Input rows —
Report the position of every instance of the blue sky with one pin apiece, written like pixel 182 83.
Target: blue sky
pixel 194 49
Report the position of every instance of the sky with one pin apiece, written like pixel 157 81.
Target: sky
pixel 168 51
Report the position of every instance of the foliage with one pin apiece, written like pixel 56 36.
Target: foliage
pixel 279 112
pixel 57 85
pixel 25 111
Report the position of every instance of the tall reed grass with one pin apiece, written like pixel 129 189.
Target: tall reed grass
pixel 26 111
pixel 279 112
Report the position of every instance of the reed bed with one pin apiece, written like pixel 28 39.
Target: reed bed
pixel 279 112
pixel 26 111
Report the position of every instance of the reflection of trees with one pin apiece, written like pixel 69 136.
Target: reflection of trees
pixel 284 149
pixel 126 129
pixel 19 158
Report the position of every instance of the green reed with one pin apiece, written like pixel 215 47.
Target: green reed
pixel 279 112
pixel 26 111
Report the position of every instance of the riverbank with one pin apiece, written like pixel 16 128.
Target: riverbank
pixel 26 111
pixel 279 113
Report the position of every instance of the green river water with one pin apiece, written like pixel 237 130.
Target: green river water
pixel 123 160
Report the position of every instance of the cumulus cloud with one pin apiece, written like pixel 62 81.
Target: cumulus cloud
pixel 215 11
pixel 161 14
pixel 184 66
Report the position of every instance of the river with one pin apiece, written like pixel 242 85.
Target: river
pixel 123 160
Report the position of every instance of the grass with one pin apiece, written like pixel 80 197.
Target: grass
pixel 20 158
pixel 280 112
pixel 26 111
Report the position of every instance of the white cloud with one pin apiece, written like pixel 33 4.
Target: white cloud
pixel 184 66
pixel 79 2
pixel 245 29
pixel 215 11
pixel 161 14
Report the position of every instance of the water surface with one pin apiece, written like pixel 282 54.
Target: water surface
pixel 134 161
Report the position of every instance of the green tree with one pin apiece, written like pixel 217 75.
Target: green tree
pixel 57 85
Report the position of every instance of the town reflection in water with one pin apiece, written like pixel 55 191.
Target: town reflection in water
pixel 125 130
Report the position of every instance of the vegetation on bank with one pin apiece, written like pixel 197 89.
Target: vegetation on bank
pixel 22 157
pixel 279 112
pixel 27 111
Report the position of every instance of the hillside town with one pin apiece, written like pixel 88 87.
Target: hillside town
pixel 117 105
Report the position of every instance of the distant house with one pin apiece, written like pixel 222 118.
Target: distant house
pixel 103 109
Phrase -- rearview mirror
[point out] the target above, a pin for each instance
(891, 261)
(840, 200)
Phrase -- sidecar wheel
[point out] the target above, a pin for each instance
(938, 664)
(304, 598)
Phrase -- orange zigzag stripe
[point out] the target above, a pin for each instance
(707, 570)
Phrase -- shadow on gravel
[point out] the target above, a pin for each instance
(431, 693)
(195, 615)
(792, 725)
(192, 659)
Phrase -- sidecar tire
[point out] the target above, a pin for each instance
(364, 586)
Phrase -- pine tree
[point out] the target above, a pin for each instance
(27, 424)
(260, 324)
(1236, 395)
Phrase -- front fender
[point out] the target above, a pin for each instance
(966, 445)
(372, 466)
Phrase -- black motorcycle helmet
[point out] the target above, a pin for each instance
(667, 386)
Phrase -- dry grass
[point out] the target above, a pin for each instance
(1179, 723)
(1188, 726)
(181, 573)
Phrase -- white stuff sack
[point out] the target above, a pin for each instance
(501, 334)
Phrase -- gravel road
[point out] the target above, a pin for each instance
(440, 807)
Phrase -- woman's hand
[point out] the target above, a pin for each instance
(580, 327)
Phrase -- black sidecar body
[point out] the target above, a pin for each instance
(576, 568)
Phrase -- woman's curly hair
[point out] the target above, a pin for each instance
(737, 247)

Exercise — Substitute "occurrence" for "instance" throughout the entries above and write them out again, leaving everything else unchanged.

Exercise response —
Report the position of every occurrence of the blue sky with one pin apiece, written like pixel 182 83.
Target: blue sky
pixel 194 49
Report the position of every occurrence of the sky with one pin apiece, written like pixel 157 81.
Target: sky
pixel 168 51
Report the position of every occurrence of the foliage with one pin apiece, written like pixel 56 36.
Target: foliage
pixel 279 112
pixel 57 85
pixel 25 111
Report the position of every occurrence of the tall reed grass with one pin apiece, written like pixel 129 189.
Target: tall reed grass
pixel 26 111
pixel 279 112
Report the position of every occurrence of the reed bed with one pin apiece, written like pixel 28 39.
Target: reed bed
pixel 279 112
pixel 26 111
Report the position of every occurrence of the reflection of trees with one pin apiece, written like pixel 69 136.
Target: reflection of trees
pixel 284 149
pixel 126 129
pixel 19 158
Report the position of every occurrence of the green reed with one pin apiece, written like pixel 215 47.
Target: green reed
pixel 279 112
pixel 26 111
Report the position of every occurrence of the riverbank with one pin apiece, written like pixel 16 128.
Target: riverbank
pixel 26 111
pixel 279 113
Report the position of every occurrence of the green river water with one pin apiece, written like pixel 237 130.
Target: green river water
pixel 123 160
Report the position of every occurrence of the cumulus cloud with one pin apiece, written like pixel 62 81.
Target: cumulus cloud
pixel 215 11
pixel 161 14
pixel 184 66
Report the position of every occurrence of the river with one pin apiece, written like pixel 242 85.
Target: river
pixel 123 160
Report the position of every occurrence of the grass with one pin apiece, written like pixel 80 197.
Target: grass
pixel 20 158
pixel 280 112
pixel 26 111
Report the position of every occurrence of the white cloud with one pin apiece, written like pixel 33 4.
Target: white cloud
pixel 184 66
pixel 79 2
pixel 245 29
pixel 215 11
pixel 161 14
Report the position of every occurrence of the water surface with one pin apiece, written like pixel 282 54.
Target: water surface
pixel 134 161
Report the position of every occurrence of the green tree with one pin apiece, written like pixel 217 75.
Target: green tree
pixel 57 85
Report the position of every occurrence of the town reflection in water with one pin apiece, written like pixel 55 191.
Target: town reflection in water
pixel 125 130
Report the position of every occurrence of the vegetation on bank with one pin apiece, written like pixel 197 89.
Target: vegetation on bank
pixel 22 157
pixel 279 112
pixel 27 111
Report the position of every occurrence of the hillside town with one pin apiece, written like pixel 88 87.
Target: hillside town
pixel 117 105
Report the position of every occurrence of the distant house with one pin apiece, written like pixel 222 118.
Target: distant house
pixel 103 109
Phrase -- rearview mirror
[point out] the target above, a pin for each occurrence
(891, 261)
(840, 200)
Phrase -- sidecar wheel
[point out] the target above, a pin for each occurrence
(938, 664)
(304, 598)
Phrase -- orange zigzag stripe
[point out] the target above, a pin for each occurrence
(707, 570)
Phrase -- shadow on gravel
[point out] the target above, a pin for each occurrence
(431, 693)
(195, 615)
(792, 725)
(192, 659)
Phrase -- sidecar tire
[point out] the target above, a pin for each occurrence
(364, 586)
Phrase -- pine tree
[point out] the target above, a pin for each occurrence
(27, 424)
(260, 324)
(1236, 395)
Phrase -- front fender
[point out] the target above, a pin for each occurrence
(966, 445)
(372, 466)
Phrase -- black motorcycle helmet
[point out] the target above, a pin for each occurrence
(667, 386)
Phrase -- dry grass
[point out] the target above, a pin for each occurrence
(1179, 723)
(1188, 726)
(181, 573)
Phrase -- white stuff sack
[point out] the target above, a pin for each occurrence
(501, 334)
Phrase -- gravel road
[point out] the target above, a pin for each occurrence
(440, 807)
Phrase -- woman's hand
[point out] the target above, a pin for each occurrence
(580, 327)
Phrase -- black sidecar body
[point out] the target above, a pin for each occurrence
(576, 568)
Phrase -- woman's curly hair
[point out] the target above, a pin for each occurrence
(737, 247)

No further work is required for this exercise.